_Source document_.
━━━━━━━━━━━━━━━━━━━━━━━━━━━━━━
Mercedes Sibanda

Personal information
- Full name: Mercedes Nkila Sibanda
- Date of birth: 4 February 1966
- Place of birth: Bulawayo, Rhodesia
- Date of death: 3 September 2002 (aged 36)
- Place of death: Bulawayo, Zimbabwe
- Position: Right back

Youth career
- 1981–1984: Highlanders

Senior career*
- Years: Team / Apps / (Gls)
- 1985–1999: Highlanders
- 1999: Blackpool

International career
- Zimbabwe U20
- 1986–1998: Zimbabwe / 53 / (2)

= Mercedes Sibanda =

Zimbabwean association football player (1966–2002)

Mercedes Nkila Sibanda (4 February 1966 – 3 September 2002) was a Zimbabwean footballer who played as a right back for the Zimbabwe national team. He was considered one of the best right backs to ever play for Highlanders and the Zimbabwe national team, and one of the best African right backs during his playing days.

==Career==
===Club career===
Sibanda was named the Zimbabwe Soccer Star of the Year in 1987, having been a runner-up previously in 1986. Two years later, he had a brief trial at Randers FC in Denmark, alongside teammate Rahman Gumbo, but were both reportedly dropped for their lack of discipline. In 1991, Sibanda nearly signed for South African club Mamelodi Sundowns, but failed a medical.
━━━━━━━━━━━━━━━━━━━━━━━━━━━━━━
_Recorded information_.
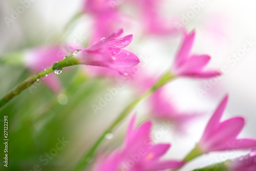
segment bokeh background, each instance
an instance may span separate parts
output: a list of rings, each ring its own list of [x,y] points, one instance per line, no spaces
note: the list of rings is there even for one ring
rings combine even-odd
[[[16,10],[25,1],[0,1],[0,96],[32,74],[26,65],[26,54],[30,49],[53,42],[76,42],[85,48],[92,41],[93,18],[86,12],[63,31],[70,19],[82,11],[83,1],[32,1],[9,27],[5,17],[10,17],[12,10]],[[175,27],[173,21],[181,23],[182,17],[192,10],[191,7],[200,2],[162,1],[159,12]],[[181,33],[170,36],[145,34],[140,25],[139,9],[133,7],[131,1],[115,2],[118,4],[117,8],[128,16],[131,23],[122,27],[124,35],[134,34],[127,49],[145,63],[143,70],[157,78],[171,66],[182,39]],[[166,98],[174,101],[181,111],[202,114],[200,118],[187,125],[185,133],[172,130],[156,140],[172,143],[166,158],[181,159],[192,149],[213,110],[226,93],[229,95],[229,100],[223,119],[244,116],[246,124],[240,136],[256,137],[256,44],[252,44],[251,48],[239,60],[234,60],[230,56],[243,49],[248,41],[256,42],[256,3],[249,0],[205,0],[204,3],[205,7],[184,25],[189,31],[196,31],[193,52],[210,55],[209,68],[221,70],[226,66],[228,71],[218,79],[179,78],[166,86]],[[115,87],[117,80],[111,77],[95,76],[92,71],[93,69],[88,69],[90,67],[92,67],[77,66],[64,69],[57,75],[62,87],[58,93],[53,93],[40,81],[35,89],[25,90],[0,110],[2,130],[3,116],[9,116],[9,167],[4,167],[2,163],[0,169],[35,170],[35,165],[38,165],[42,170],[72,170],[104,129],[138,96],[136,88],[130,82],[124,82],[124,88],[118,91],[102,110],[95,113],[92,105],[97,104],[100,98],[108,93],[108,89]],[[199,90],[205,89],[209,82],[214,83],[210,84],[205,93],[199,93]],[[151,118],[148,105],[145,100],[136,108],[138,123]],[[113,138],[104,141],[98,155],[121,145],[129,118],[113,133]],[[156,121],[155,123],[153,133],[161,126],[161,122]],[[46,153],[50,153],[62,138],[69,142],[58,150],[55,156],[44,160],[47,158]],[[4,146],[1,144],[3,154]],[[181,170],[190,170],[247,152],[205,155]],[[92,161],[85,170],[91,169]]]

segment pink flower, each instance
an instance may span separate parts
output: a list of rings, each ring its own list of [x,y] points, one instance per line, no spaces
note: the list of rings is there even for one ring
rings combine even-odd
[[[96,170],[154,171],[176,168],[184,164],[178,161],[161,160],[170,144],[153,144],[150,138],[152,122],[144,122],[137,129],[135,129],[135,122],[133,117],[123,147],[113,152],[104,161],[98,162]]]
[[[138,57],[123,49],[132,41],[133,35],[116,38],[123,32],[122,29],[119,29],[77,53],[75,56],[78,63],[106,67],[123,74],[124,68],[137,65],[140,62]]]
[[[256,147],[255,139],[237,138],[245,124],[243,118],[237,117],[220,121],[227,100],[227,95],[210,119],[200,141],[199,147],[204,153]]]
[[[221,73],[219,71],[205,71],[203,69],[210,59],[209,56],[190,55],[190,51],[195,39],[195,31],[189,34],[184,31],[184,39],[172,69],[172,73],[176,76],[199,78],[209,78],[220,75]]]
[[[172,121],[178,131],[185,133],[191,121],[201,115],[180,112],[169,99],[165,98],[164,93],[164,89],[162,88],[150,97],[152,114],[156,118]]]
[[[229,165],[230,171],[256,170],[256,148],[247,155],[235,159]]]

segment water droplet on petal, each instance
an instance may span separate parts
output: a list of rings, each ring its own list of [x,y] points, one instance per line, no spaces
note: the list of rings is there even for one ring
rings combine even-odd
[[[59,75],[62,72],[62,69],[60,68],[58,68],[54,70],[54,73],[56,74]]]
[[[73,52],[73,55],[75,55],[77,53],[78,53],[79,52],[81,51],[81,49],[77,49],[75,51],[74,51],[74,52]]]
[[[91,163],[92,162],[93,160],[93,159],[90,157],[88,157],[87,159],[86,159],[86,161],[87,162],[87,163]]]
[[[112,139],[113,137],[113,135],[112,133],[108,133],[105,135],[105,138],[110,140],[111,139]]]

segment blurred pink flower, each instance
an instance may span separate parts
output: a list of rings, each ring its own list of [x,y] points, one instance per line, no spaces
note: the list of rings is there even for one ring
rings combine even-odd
━━━━━━━━━━━━━━━━━━━━━━━━━━━━━━
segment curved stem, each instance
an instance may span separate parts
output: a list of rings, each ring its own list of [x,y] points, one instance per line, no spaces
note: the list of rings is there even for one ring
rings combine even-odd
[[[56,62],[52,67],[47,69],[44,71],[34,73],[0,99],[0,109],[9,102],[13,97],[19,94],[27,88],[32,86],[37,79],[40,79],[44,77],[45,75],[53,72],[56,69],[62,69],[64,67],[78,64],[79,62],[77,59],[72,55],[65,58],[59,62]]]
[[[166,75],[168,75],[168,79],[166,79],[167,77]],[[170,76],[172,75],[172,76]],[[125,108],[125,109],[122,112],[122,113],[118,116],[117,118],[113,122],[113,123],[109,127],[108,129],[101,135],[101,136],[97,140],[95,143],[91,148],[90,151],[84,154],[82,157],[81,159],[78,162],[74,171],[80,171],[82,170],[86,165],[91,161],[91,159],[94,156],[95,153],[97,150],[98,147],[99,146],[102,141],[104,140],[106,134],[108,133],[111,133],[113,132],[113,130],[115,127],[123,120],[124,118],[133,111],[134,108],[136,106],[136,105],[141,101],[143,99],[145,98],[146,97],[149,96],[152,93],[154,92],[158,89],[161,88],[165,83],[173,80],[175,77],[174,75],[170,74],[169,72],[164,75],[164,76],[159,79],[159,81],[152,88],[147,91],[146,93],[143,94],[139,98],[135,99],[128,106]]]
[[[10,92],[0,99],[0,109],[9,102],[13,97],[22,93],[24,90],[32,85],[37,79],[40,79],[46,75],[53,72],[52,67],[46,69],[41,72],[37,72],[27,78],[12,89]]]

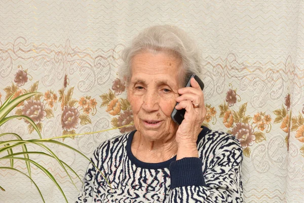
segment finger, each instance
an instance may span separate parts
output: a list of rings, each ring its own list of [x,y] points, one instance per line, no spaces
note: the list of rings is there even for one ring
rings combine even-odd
━━━━━━━━━━━━━━━━━━━━━━━━━━━━━━
_Task details_. In the Mercedes Sibanda article, why did Sibanda not complete his 1991 move to Mamelodi Sundowns?

_Answer box_. He failed a medical.